What is asked:
Turn the stretch below, from the line containing "cloud in the photo above." through the last line, into a numbered list with blank lines dropped. Include only those lines.

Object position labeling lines

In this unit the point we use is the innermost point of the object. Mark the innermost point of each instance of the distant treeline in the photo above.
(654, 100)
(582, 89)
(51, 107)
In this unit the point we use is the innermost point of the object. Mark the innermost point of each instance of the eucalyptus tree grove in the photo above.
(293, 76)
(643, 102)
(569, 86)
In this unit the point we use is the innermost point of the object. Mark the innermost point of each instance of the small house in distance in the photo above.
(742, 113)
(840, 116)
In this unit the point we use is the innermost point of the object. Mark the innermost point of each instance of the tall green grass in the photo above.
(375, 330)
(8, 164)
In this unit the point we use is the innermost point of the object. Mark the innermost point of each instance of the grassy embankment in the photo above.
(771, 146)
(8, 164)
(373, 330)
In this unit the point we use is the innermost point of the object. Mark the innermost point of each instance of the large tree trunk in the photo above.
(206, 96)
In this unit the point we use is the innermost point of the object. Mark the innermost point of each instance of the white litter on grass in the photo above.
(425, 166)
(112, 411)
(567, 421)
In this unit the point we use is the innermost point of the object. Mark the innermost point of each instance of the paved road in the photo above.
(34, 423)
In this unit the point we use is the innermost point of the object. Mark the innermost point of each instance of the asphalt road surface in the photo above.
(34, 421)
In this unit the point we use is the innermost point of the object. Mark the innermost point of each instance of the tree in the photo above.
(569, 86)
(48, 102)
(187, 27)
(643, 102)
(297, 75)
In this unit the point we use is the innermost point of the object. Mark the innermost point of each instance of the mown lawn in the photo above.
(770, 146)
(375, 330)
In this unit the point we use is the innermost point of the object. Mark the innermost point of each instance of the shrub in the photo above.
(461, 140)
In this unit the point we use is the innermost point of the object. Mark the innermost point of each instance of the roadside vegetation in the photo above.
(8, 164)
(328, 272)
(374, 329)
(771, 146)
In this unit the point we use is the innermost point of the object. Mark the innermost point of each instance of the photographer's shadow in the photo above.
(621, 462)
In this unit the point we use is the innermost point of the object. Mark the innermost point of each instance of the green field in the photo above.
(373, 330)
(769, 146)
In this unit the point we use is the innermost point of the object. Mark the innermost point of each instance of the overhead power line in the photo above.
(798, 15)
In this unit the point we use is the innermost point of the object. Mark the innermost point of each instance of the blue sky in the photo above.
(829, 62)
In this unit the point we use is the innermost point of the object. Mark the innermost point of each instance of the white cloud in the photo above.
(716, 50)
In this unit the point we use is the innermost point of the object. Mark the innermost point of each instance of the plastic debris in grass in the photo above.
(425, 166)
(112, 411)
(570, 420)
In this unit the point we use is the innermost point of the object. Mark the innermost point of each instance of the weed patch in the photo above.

Written answer:
1. In this unit the point we use is the innermost point of the object. Mark the innermost point of each instance of the white cloud in the photo above.
2. (716, 50)
3. In this unit the point we use is the innermost point of the object. Mark the innermost point of each instance of the plastic debris in grass in the photo above.
4. (425, 166)
5. (112, 411)
6. (570, 420)
7. In this unit the point we use is the innermost point of the object. Mark the innermost point of each instance of the weed patch in the photo above.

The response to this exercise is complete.